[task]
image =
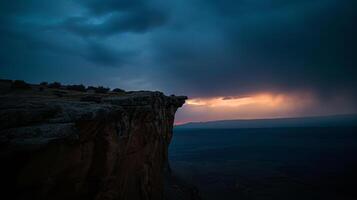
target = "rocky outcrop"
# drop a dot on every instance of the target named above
(72, 145)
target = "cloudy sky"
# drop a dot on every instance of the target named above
(233, 58)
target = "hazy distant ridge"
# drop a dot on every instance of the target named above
(325, 121)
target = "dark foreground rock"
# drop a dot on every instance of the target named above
(78, 146)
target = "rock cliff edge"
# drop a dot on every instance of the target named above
(61, 144)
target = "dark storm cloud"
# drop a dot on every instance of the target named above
(248, 46)
(197, 48)
(115, 23)
(33, 32)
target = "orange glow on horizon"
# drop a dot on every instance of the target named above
(262, 99)
(254, 106)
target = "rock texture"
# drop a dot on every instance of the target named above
(58, 144)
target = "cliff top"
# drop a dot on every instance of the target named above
(46, 107)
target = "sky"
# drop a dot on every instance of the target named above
(234, 59)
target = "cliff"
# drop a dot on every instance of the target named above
(61, 144)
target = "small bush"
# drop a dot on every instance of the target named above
(99, 89)
(118, 90)
(20, 84)
(80, 88)
(44, 83)
(55, 85)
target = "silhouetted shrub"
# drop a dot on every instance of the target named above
(99, 89)
(44, 83)
(118, 90)
(20, 84)
(91, 99)
(54, 85)
(80, 88)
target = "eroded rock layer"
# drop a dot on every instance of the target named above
(72, 145)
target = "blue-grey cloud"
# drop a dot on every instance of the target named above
(198, 48)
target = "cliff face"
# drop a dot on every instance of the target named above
(68, 145)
● ● ●
▸ INSTRUCTIONS FOR THE TASK:
Word for word, repeat the material above and drop the pictures.

▸ REPLY:
[task]
image =
target = "rocky outcrop"
# drop a dot on every instance of the target named above
(72, 145)
target = "cloudy sky"
# drop a dot on every instance of the target named above
(233, 58)
target = "hazy distant ridge"
# drop a dot on every instance of the target named above
(325, 121)
target = "dark foreground rock"
# drop a dot on every instance of the target named above
(78, 146)
target = "rock cliff edge"
# drop a dot on every instance of the target named above
(61, 144)
target = "dark storm cloud"
# drop a dot on every instance of the target named above
(248, 46)
(197, 48)
(115, 23)
(33, 32)
target = "orange glow on horizon"
# drop a dot on every instance of the target named above
(262, 99)
(254, 106)
target = "rock texture"
# drop a dot on every instance of the target named above
(58, 144)
target = "cliff top"
# drop a dot on every instance of the target named above
(46, 107)
target = "sky"
# drop a dot on every instance of the target named above
(234, 59)
target = "cliff"
# drop a dot on every instance of the target named above
(61, 144)
target = "small bush"
# drop a dot on every instance of the target named above
(99, 89)
(118, 90)
(20, 84)
(80, 88)
(44, 83)
(55, 85)
target = "silhouetted shrub"
# drop a dot on every instance of the target named above
(99, 89)
(44, 83)
(118, 90)
(20, 84)
(91, 99)
(54, 85)
(80, 88)
target = "eroded rock layer"
# drop a dot on every instance of the target named above
(72, 145)
target = "blue-grey cloud"
# drop a dot on every instance of the target named above
(198, 48)
target = "cliff face"
# drop a dot on every instance of the target named above
(68, 145)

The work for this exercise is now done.